◆ Challenge: Count the lines in the items below that contain the string "chair". Reply with the number only.

################

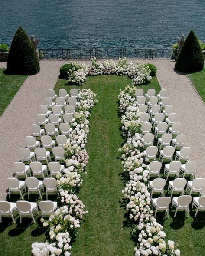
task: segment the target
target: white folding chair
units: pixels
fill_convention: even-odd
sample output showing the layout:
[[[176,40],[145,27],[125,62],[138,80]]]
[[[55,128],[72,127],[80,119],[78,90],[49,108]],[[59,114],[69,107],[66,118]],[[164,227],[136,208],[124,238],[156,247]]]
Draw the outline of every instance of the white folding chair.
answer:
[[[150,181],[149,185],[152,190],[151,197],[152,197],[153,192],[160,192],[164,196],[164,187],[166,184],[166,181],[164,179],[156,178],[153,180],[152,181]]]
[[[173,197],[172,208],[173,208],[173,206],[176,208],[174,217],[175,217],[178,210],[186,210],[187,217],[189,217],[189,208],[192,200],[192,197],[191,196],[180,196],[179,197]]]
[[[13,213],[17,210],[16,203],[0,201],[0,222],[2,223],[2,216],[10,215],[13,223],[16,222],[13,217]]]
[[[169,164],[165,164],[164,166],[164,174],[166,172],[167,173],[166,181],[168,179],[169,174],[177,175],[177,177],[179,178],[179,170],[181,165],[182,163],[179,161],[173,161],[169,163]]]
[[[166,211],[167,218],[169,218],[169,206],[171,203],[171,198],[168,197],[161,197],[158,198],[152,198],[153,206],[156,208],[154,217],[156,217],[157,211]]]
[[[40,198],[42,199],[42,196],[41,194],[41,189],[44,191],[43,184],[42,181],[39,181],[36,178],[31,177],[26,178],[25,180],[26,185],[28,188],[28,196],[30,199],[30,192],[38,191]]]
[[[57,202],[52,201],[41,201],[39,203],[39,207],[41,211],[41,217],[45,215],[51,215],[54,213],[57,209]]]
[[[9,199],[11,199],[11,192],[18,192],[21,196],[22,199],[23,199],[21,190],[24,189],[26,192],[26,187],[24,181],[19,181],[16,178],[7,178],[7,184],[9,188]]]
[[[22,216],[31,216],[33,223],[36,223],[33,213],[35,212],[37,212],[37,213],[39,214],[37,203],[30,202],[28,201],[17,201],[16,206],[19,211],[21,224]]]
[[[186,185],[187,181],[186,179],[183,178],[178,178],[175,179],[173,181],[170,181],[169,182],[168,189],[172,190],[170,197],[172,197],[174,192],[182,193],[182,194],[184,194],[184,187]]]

################

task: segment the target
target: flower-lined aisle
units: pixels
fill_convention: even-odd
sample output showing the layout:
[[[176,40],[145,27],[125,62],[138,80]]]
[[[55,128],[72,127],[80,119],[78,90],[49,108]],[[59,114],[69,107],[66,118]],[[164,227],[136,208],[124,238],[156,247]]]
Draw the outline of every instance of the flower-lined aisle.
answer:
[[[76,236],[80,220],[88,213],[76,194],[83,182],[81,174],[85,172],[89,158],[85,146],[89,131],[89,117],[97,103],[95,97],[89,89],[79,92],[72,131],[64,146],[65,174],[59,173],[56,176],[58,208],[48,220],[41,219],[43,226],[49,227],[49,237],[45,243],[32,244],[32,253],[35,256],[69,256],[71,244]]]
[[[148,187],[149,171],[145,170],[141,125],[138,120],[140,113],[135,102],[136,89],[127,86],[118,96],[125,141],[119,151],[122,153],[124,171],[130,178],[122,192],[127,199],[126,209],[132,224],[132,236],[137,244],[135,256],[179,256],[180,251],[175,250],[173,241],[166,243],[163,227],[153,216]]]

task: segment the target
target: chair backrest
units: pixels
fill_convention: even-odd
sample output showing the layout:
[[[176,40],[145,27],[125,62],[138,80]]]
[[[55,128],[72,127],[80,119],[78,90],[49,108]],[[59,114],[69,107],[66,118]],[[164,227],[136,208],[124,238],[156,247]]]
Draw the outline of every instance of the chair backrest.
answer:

################

◆ The output: 4